• **Records for the task**
=====
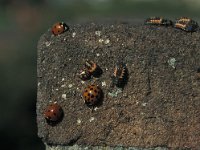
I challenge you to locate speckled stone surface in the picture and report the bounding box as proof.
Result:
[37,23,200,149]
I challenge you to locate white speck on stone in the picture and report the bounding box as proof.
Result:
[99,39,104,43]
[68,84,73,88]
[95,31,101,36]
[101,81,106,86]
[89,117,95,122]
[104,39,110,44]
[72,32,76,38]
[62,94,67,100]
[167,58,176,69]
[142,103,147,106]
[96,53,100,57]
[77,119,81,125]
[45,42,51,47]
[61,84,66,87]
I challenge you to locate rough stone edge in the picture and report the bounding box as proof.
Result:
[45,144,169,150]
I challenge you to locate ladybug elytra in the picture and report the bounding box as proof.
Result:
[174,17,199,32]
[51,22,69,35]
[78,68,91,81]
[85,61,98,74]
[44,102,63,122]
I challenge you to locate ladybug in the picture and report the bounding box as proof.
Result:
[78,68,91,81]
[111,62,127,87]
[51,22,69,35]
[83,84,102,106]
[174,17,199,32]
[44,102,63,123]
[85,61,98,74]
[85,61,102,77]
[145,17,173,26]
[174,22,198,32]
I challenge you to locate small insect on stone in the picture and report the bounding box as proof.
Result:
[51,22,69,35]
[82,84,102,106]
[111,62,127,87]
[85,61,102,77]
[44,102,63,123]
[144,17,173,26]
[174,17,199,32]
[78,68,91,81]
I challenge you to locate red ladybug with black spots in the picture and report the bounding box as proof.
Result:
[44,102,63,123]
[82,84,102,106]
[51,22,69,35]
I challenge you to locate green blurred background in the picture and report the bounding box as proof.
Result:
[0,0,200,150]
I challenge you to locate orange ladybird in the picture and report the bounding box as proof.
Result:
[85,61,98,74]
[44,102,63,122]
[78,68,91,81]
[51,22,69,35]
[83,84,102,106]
=====
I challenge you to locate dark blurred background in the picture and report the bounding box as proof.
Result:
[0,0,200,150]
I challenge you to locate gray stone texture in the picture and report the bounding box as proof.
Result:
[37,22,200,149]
=====
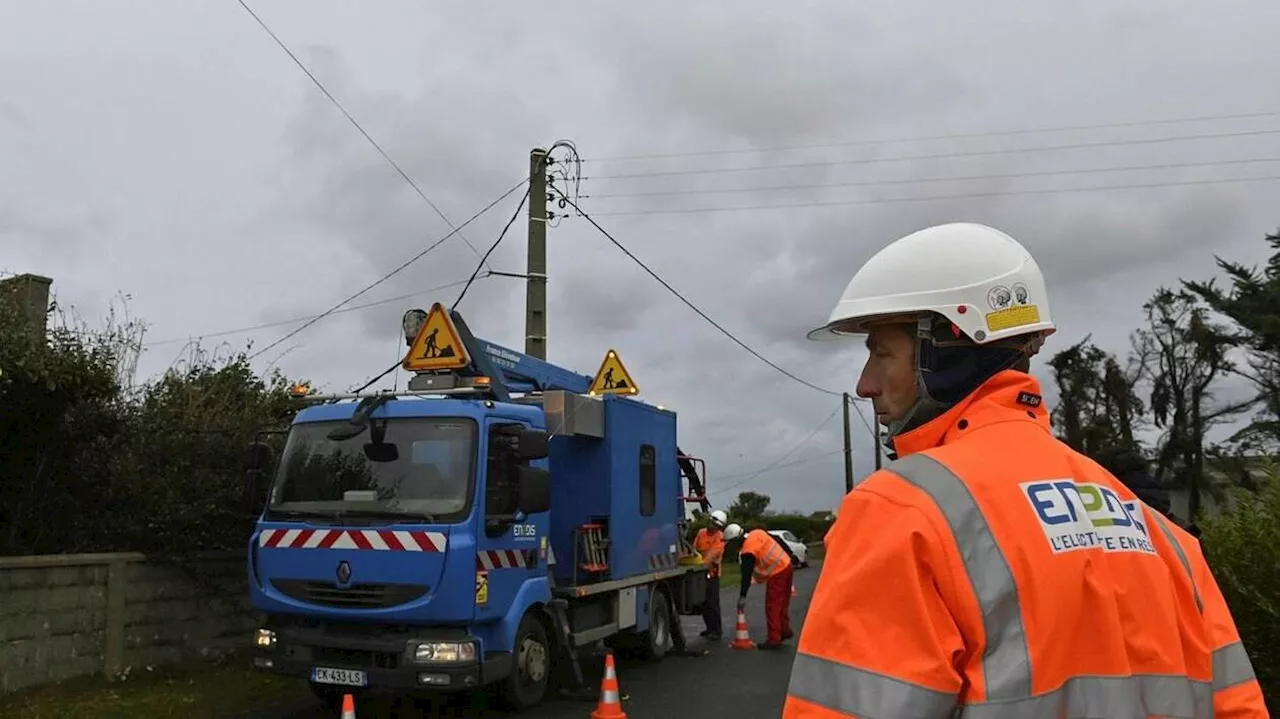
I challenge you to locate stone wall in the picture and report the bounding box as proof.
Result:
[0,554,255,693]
=====
• **Stated task**
Turn the stretch of the records from the line containing "I challenge you to locate stone" through the line containing "[0,554,255,693]" into a numbered list, leaving out any blank lines.

• **Output for this task**
1. I challenge you to locate stone wall in the picture and report the bounding box as proof.
2. Result:
3. [0,554,255,693]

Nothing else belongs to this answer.